Every line of the material is to be repeated exactly as it stands.

Recorded data:
──────────────────────────────

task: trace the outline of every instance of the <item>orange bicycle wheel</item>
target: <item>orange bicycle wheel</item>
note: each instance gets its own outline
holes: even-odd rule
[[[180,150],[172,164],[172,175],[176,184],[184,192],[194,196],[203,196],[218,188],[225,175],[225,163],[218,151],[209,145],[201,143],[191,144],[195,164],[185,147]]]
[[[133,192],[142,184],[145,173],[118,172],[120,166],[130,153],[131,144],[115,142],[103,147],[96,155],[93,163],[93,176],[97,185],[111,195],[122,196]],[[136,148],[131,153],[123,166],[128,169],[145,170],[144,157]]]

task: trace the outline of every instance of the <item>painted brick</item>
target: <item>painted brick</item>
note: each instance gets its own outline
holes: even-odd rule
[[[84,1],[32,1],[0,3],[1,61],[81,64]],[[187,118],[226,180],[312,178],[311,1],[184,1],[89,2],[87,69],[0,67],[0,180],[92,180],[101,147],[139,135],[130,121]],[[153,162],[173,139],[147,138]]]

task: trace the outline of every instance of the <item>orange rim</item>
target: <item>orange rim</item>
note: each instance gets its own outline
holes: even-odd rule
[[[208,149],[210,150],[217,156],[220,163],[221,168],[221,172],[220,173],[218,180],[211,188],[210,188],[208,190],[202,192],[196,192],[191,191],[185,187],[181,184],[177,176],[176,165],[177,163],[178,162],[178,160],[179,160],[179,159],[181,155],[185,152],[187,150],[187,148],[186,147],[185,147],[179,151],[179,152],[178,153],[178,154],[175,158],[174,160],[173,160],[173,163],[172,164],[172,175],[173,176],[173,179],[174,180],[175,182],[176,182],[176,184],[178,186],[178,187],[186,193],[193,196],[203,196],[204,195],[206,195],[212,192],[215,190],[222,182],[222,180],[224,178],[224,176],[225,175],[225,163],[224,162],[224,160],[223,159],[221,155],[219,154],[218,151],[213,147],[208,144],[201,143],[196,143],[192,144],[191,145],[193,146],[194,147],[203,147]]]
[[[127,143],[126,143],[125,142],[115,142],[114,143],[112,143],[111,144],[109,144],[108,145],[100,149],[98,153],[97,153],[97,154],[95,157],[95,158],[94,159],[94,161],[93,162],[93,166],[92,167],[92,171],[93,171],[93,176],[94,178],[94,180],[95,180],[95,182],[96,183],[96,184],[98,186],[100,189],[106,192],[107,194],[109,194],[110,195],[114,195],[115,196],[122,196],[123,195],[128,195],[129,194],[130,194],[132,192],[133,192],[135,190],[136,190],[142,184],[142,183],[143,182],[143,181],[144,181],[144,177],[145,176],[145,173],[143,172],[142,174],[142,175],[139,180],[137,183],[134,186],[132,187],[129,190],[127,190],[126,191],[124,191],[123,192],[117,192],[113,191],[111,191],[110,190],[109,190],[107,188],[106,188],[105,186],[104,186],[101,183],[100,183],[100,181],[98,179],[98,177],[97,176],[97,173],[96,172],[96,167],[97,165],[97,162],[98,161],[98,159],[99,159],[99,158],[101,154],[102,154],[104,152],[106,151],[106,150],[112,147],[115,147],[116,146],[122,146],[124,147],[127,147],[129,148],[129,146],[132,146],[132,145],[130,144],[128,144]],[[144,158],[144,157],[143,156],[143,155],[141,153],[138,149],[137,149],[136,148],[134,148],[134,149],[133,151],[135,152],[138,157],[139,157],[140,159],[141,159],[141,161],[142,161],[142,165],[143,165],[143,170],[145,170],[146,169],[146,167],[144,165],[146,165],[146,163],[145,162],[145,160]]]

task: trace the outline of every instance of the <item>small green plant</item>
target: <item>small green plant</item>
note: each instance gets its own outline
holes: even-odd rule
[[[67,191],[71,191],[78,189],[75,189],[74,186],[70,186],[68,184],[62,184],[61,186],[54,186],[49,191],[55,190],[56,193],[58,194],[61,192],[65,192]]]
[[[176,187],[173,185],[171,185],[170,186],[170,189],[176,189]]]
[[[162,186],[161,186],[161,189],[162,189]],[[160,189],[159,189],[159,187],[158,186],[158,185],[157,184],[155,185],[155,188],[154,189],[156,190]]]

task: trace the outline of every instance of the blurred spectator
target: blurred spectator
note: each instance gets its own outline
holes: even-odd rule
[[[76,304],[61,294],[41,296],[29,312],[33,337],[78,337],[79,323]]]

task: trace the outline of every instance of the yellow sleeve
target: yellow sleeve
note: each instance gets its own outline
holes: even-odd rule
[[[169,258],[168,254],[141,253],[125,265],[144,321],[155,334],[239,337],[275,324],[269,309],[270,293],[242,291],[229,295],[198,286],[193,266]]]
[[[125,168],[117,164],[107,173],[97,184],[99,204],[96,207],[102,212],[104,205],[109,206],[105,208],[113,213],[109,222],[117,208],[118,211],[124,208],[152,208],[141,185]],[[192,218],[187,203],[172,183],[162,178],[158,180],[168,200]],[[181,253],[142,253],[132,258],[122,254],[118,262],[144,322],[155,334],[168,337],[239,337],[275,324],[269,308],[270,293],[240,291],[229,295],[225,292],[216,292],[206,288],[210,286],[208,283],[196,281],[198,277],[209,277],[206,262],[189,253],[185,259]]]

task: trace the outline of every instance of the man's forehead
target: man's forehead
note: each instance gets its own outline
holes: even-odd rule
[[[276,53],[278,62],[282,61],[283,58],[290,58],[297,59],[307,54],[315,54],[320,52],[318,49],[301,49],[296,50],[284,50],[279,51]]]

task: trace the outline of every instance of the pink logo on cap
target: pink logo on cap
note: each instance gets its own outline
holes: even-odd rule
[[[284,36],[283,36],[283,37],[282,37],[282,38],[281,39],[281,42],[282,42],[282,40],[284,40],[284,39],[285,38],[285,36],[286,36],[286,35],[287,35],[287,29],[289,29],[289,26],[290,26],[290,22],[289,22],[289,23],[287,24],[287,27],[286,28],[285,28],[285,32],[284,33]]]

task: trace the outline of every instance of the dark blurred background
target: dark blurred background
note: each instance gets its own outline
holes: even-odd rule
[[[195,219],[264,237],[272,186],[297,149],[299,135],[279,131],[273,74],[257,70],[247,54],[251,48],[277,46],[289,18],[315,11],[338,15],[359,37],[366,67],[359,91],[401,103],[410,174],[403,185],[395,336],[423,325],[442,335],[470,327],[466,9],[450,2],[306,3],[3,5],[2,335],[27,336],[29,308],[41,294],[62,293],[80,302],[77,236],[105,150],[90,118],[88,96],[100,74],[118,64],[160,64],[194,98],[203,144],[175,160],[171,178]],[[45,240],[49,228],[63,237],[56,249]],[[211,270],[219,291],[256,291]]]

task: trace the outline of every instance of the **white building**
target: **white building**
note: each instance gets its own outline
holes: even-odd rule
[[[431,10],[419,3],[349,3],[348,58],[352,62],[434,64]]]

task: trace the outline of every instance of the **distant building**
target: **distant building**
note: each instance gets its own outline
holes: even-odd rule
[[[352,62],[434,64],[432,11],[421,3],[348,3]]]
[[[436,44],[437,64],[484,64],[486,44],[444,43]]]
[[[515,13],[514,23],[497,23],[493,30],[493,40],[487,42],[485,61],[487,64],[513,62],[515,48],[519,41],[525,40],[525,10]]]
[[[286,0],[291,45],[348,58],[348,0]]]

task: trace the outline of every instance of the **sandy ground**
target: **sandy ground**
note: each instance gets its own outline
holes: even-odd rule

──────────────────────────────

Answer for this exercise:
task: trace the outline of every instance of the <item>orange bicycle wheel</item>
target: <item>orange bicycle wheel</item>
note: each instance gets its own outline
holes: even-odd rule
[[[180,150],[172,164],[172,175],[176,184],[184,192],[194,196],[203,196],[218,188],[225,175],[225,163],[218,151],[209,145],[201,143],[191,144],[195,164],[185,147]]]
[[[133,192],[142,184],[145,173],[118,172],[120,166],[130,153],[131,144],[115,142],[103,147],[96,155],[93,163],[93,176],[97,185],[111,195],[122,196]],[[136,148],[131,153],[123,166],[128,169],[145,170],[144,157]]]

task: trace the outline of every instance of the <item>painted brick</item>
target: <item>painted brick</item>
note: each instance gets its own outline
holes: even-odd rule
[[[84,1],[32,1],[0,3],[1,61],[81,64]],[[187,118],[226,180],[312,178],[311,1],[184,1],[89,2],[87,69],[0,67],[0,180],[92,180],[101,147],[139,135],[130,121]],[[153,162],[173,139],[147,138]]]

task: trace the outline of every instance of the <item>orange rim</item>
target: <item>orange rim</item>
note: each instance gets its own outline
holes: even-odd rule
[[[208,149],[210,150],[217,156],[220,163],[221,168],[221,172],[220,173],[218,180],[211,188],[210,188],[208,190],[202,192],[196,192],[191,191],[185,187],[181,184],[177,176],[176,165],[177,163],[178,162],[178,160],[179,160],[179,159],[181,155],[185,152],[187,150],[187,148],[186,147],[185,147],[179,151],[179,152],[178,153],[178,154],[175,158],[174,160],[173,160],[173,163],[172,164],[172,175],[173,176],[173,179],[174,180],[175,182],[176,182],[176,184],[178,186],[178,187],[186,193],[193,196],[203,196],[204,195],[206,195],[212,192],[215,190],[222,182],[222,180],[224,178],[224,176],[225,175],[225,163],[224,162],[224,160],[223,159],[221,155],[219,154],[218,151],[213,147],[208,144],[201,143],[196,143],[192,144],[191,145],[193,146],[194,147],[203,147]]]
[[[127,143],[126,143],[125,142],[115,142],[114,143],[112,143],[111,144],[109,144],[108,145],[100,149],[98,153],[97,153],[97,154],[95,157],[95,158],[94,159],[94,161],[93,162],[93,166],[92,167],[92,171],[93,171],[93,176],[94,178],[94,180],[95,180],[95,182],[96,183],[96,184],[98,186],[100,189],[106,192],[107,194],[109,194],[110,195],[114,195],[115,196],[122,196],[123,195],[128,195],[129,194],[130,194],[132,192],[133,192],[135,190],[136,190],[142,184],[142,183],[143,182],[143,181],[144,181],[144,177],[145,176],[145,173],[143,172],[142,174],[142,175],[139,180],[137,183],[134,186],[132,187],[129,190],[127,190],[126,191],[124,191],[123,192],[117,192],[113,191],[111,191],[110,190],[109,190],[107,188],[106,188],[105,186],[104,186],[101,183],[100,183],[100,181],[98,179],[98,177],[97,176],[97,173],[96,172],[96,167],[97,165],[97,162],[98,161],[98,159],[99,159],[99,158],[101,154],[102,154],[104,152],[106,151],[106,150],[112,147],[115,147],[116,146],[122,146],[124,147],[127,147],[129,148],[129,146],[132,146],[132,145],[130,144],[128,144]],[[144,158],[144,157],[143,156],[143,155],[141,153],[138,149],[137,149],[136,148],[134,148],[134,149],[133,151],[135,152],[138,157],[139,157],[140,159],[141,159],[141,161],[142,161],[142,165],[143,165],[143,170],[145,170],[146,169],[146,167],[144,165],[146,165],[146,163],[145,162],[145,160]]]

task: trace the outline of every instance of the <item>small green plant</item>
target: <item>small green plant</item>
note: each instance gets its own outline
holes: even-odd rule
[[[67,191],[71,191],[78,189],[75,189],[74,186],[70,186],[68,184],[62,184],[61,186],[54,186],[49,191],[55,190],[56,193],[58,194],[61,192],[65,192]]]
[[[176,187],[173,185],[171,185],[170,186],[170,189],[176,189]]]
[[[162,186],[161,186],[161,189],[162,189]],[[160,189],[159,189],[159,187],[158,186],[158,185],[157,184],[155,185],[155,188],[154,189],[156,190]]]

task: trace the outline of every instance of the blurred spectator
target: blurred spectator
note: each instance gets its own outline
holes: even-odd rule
[[[76,304],[61,294],[41,296],[29,312],[33,337],[78,337],[79,323]]]

task: trace the outline of every instance of the yellow sleeve
target: yellow sleeve
note: each instance gets its own outline
holes: even-odd rule
[[[169,258],[168,254],[141,253],[125,265],[144,321],[155,334],[239,337],[275,324],[269,309],[270,293],[242,291],[229,295],[198,286],[193,266]]]
[[[125,168],[117,164],[107,173],[97,184],[99,204],[96,207],[102,212],[104,205],[109,206],[105,208],[113,213],[109,222],[117,208],[118,211],[124,208],[152,208],[141,185]],[[192,218],[187,203],[172,183],[162,178],[158,180],[168,200]],[[181,253],[142,253],[132,258],[122,254],[118,262],[144,322],[155,334],[168,337],[239,337],[275,324],[269,308],[270,293],[240,291],[229,295],[225,292],[216,292],[206,288],[210,286],[208,283],[196,281],[198,277],[209,277],[206,262],[189,253],[185,259]]]

task: trace the outline of every instance of the man's forehead
target: man's forehead
note: each instance gets its own outline
holes: even-odd rule
[[[276,53],[278,62],[282,61],[283,58],[290,58],[297,59],[307,54],[315,54],[320,52],[318,49],[301,49],[296,50],[284,50],[279,51]]]

task: trace the outline of every instance of the pink logo on cap
target: pink logo on cap
note: each instance gets its own outline
holes: even-odd rule
[[[284,36],[283,36],[283,37],[282,37],[282,38],[281,39],[281,42],[282,42],[282,40],[284,40],[284,39],[285,38],[285,36],[286,36],[286,35],[287,35],[287,29],[289,29],[289,26],[290,26],[290,22],[289,22],[289,23],[287,24],[287,27],[286,28],[285,28],[285,32],[284,33]]]

task: trace the outline of every instance of the dark blurred background
target: dark blurred background
note: each instance gets its own outline
holes: even-odd rule
[[[195,219],[264,237],[272,186],[297,149],[299,135],[279,131],[273,74],[257,70],[247,54],[251,48],[277,46],[289,18],[315,11],[338,15],[359,37],[366,67],[359,91],[401,103],[410,174],[403,185],[395,336],[423,325],[442,335],[470,327],[466,9],[450,2],[306,3],[3,5],[2,335],[27,336],[29,308],[41,294],[62,293],[80,302],[77,236],[105,150],[90,118],[88,96],[100,74],[118,64],[160,64],[194,98],[203,144],[175,160],[171,178]],[[45,240],[49,228],[63,237],[56,249]],[[211,270],[219,291],[256,291]]]

task: trace the outline of every instance of the **white building**
target: **white building**
note: each instance gets its own outline
holes: even-odd rule
[[[431,10],[419,3],[349,3],[348,58],[352,62],[434,64]]]

task: trace the outline of every instance of the **distant building**
target: **distant building**
note: each instance gets its own outline
holes: even-odd rule
[[[352,62],[434,64],[432,11],[421,3],[348,3]]]
[[[436,44],[437,64],[484,64],[486,44],[444,43]]]
[[[515,13],[514,23],[497,23],[493,30],[493,40],[487,42],[485,61],[487,64],[513,62],[515,48],[519,41],[525,40],[525,10]]]
[[[286,0],[291,45],[348,58],[348,0]]]

task: trace the outline of every instance of the **sandy ground**
target: **sandy ground**
note: each instance gets its own outline
holes: even-odd rule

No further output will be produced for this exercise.